* DOCUMENT EXCERPT
=======
Chilli peppers belong to the family of foods bearing the Latin name Capsicum.
There are hundreds of different types of chili peppers that vary in size, shape, colour, flavour and "heat". Habanero, chipotle, jalapeño, Anaheim, and ancho are just some of the popular varieties of chilli peppers available. Another is cayenne, which is well known as a spice in its dried and powdered form.
Chilli peppers contain a substance called capsaicin, which gives peppers their characteristic pungency. The hotter the chilli pepper, the more capsaicin it contains. Capsaicin is a potent inhibitor of substance P, a neuropeptide associated with inflammatory processes, and can help relieve pain associated with arthritis, psoriasis, and diabetic neuropathy.
Capsaicin not only reduces pain, but its peppery heat also stimulates secretions that help clear mucus from stuffed up nose or congested lungs. Furthermore, chilli peppers are an excellent source of vitamin A (in the form of beta-carotene), which is essential for healthy mucous membranes, which line the nasal passages, lungs, intestinal tract and urinary tract, and serve as the body's first line of defense against invading pathogens.
Cultures where hot pepper is used liberally have a much lower rate of heart attack, stroke and pulmonary embolism. This may be because red chilli peppers, such as cayenne, have been shown to reduce blood cholesterol, triglyceride levels, and platelet aggregation, while increasing the body's ability to dissolve fibrin, a substance integral to the formation of blood clots.
=======
* ENTRIES PROVIDED
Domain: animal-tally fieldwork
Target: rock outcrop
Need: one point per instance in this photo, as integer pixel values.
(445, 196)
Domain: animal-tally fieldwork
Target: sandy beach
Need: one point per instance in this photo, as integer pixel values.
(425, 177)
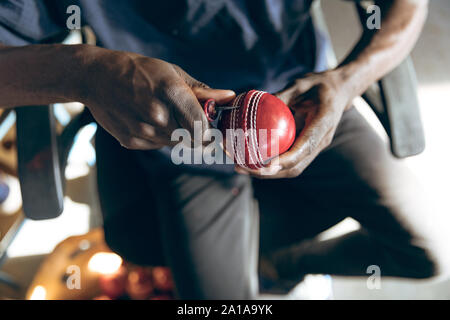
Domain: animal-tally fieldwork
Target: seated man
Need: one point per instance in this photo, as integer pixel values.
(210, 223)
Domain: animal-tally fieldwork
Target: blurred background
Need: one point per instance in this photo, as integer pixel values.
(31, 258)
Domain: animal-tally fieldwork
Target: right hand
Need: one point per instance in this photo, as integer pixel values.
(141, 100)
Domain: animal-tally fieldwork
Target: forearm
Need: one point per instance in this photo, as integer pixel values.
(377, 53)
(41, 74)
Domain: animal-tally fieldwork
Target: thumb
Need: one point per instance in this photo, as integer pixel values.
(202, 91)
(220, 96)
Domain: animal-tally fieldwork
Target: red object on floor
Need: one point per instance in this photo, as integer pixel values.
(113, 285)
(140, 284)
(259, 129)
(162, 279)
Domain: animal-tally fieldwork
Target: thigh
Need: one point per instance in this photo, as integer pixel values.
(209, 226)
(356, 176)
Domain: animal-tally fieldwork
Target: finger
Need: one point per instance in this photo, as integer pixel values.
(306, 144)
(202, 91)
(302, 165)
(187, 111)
=======
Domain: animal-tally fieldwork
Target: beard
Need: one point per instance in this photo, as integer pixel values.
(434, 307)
=======
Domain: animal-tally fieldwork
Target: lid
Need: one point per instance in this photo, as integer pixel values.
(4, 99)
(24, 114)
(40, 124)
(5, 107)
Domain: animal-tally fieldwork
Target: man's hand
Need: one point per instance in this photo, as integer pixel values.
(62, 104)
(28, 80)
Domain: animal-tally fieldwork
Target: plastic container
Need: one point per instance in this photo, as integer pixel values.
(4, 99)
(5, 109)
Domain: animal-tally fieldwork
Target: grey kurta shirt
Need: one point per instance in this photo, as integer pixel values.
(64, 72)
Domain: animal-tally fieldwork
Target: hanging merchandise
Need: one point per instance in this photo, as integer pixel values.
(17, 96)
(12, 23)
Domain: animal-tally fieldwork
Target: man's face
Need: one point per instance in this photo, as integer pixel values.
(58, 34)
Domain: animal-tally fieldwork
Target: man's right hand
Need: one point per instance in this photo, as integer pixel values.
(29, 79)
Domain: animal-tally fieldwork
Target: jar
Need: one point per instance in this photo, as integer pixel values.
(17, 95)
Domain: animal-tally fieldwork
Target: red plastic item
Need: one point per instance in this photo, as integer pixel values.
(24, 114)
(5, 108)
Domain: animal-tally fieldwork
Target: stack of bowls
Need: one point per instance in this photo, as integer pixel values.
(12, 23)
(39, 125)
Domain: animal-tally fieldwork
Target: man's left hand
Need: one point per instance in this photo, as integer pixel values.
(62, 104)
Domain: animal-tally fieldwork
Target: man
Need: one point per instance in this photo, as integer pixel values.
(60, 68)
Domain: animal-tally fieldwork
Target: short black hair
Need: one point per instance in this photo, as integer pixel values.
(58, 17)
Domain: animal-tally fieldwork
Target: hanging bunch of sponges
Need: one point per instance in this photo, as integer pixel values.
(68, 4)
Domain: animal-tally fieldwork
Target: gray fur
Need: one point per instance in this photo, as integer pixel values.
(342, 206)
=======
* TASKS AND EXERCISES
**a)** In the chilli pepper text, what substance gives peppers their characteristic pungency?
**b)** Reproduce the part of the chilli pepper text starting at "Chilli peppers belong" and ending at "and diabetic neuropathy.".
**c)** Write the next part of the chilli pepper text, picking up after its final sentence.

* EXPECTED RESULTS
**a)** Capsaicin

**b)**
Chilli peppers belong to the family of foods bearing the Latin name Capsicum.
There are hundreds of different types of chili peppers that vary in size, shape, colour, flavour and "heat". Habanero, chipotle, jalapeño, Anaheim, and ancho are just some of the popular varieties of chilli peppers available. Another is cayenne, which is well known as a spice in its dried and powdered form.
Chilli peppers contain a substance called capsaicin, which gives peppers their characteristic pungency. The hotter the chilli pepper, the more capsaicin it contains. Capsaicin is a potent inhibitor of substance P, a neuropeptide associated with inflammatory processes, and can help relieve pain associated with arthritis, psoriasis, and diabetic neuropathy.

**c)**
Chilli may also boost weight loss by significantly increasing thermogenesis (heat production) and oxygen consumption for more than 20 minutes after they are eaten. All that heat you feel after eating a hot chilli pepper uses up energy and calories!
Capsaicin helps stop the spread of prostate cancer cells through a variety of mechanisms. One word of warning though: excessive intake of hot chillies has been linked to stomach cancer, so don't go overboard.
Ways to Include More Chilli in your Diet
Chilli is what puts fire on your tongue and maybe a tear in your eye when you eat spicy Mexican, sizzling Thai, simmering Szechuan, or smouldering Indian food. Here are other suggestions:
- Add minced chilli peppers to yogurt and use as a dip.
- Purée fresh chilli peppers together with olive oil, garlic, coriander, peppermint, and caraway to make Harissa, a condiment popular in Middle Eastern and North African countries.
- The next time you sauté vegetables, add some chilli peppers to turn up the spice volume.
- Add jalapeños to your favorite tuna salad recipe.
- Cayenne pepper and lemon juice nicely complement cooked bitter greens such as collards, kale and mustard greens.